Dans le prologue, Ivan Segré parle, entre autres, des deux sens au nom « juif » (sens national et sens étranger), des conditions des lieux de prières, du dispositif basical, de la Torah, de l'« ouvrier » (celui qui oeuvre) et du « bourgeois », de l'exil et de Bertold Brecht, « l'homme n'est que le véhicule matériel du passeport ».

Mais laissons là, Victor, Budapest, Prague, Joseph K arrêté par deux autres pingouins, l'Aleph et le Youd, le matérialisme historique. Salam – Le-Haïm. Nous en retrouverons, ci-dessous, des éléments, des traces, des éléments contradictoires…

Comme une promenade errante avec des poses en méditation ou interrogation, sans renoncer à la dispute sur certains points.

Evidement, Joseph K, le fantôme d'une certaine modernité et le nom « juif » que l'auteur décline en trois modes : antijudaïsme, antisémitisme, antisionisme. Une remarque, je ne tiens pas pour acquis que le sionisme soit lié au nom « juif », ou plus exactement, au delà de l'histoire concrète et politique, il conviendrait d'en signifier la continuité et la rupture, d'interroger le nom « israélien », ce que ne fait pas l'auteur. Et regarder du coté d'Ilan Halevi : Question juive – La tribu, la loi, l'espace ou Shlomo Sand : Comment le peuple juif fut inventé ou Comment j'ai cessé d'être juif. Certes, le nom « juif » ne se dissout pas dans l'autre, mais le second est révélateur d'un Etat et de constructions institutionnelles d'une nouvelle nation. J'y reviendrai plus tard.

_Informations extraites_.
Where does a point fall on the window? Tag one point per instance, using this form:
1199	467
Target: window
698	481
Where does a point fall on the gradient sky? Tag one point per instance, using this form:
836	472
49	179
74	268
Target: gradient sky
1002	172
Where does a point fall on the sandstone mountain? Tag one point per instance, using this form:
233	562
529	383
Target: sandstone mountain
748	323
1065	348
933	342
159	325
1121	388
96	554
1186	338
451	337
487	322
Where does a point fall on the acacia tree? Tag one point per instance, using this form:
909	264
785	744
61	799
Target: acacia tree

_Consigne_.
Poursuivez le texte sur le nom « juif » à partir de sa dernière phrase. Les données n'ont aucun rôle dans cet exercice.

_Résultat_.
Donc le nom, le nom associé, assigné, à des populations dont certain-e-s n'ont « d'autre relation avec ce nom que par ouï-dire ». Un nom et des variations sur la Torah, le peuple et la terre. Peut-être, mais l'auteur semble accepter, sans discussion, ce fil du temps, cette traversée a-historique de communautés humaines disparates et mouvantes.

L'histoire biblique, les tables de la Loi, Moïse, les hommes et les étrangers – en ces temps reculés, il ne semble pas y avoir de femmes ! -, Rome et les barbares, une vision du monde construite « sur la dichotomie entre Romains et barbares », le christianisme religion d'Etat, la discontinuité historique, l'antijudaïsme, la singularisation du nom « juif ».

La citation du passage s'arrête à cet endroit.